Written problem 1 | In the speech on Russian weapons, which newspaper printed the article about START II ratification?
Written problem 2 | From the speech on Russian weapons, extract everything from "Mr. Speaker, I" down to "that will occur.".

Excerpted text |
============================================================
Some in this body would have us believe that the Russians are no longer putting money into sophisticated weapons systems. Mr. Speaker, that is just not true.
Mr. Speaker, I would like to submit for the Record an article taken from the FBIS reports, which I scan on a daily basis. This article is taken from Moscow Kommersant-Daily, printed in Russian on July 20 of this year, entitled `START II Treaty Ratification Seen Assured,' and in it the author Aleksandr Koretskiy, goes through the determination that it is in Russia's best interest to ratify START II and, therefore, that will occur.
What is interesting in the article, that we should be aware of, is that the Russians are still developing state-of-the-art military technology.
A number of statements were made in the hearings, these are hearings among the Duma members, each of which, in fact, amounts to a sensation. First, Russia is developing, at the design stage so far, a new submarine missile cruiser. To all appearances, its technological performance will by far eclipse that of the American `Ohio' type subs which form the basis of the U.S. nuclear forces until the year 2020 at a minimum. In other words, Russia plans for more than one day ahead despite the unprecedented cuts in funds for military R&D.
Second, a new missile for bombers is being developed which will make it possible to keep them effective also into the start of the next century at small cost. Work is in progress also in other fields.
============================================================
Provided material |
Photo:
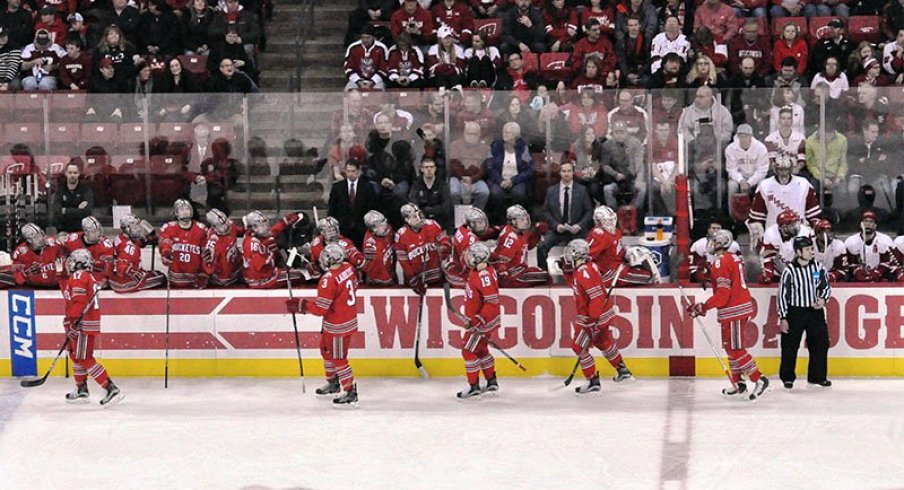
============================================================
Written solution 1 | Moscow Kommersant-Daily

Written solution 2 |
Mr. Speaker, I would like to submit for the Record an article taken from the FBIS reports, which I scan on a daily basis. This article is taken from Moscow Kommersant-Daily, printed in Russian on July 20 of this year, entitled `START II Treaty Ratification Seen Assured,' and in it the author Aleksandr Koretskiy, goes through the determination that it is in Russia's best interest to ratify START II and, therefore, that will occur.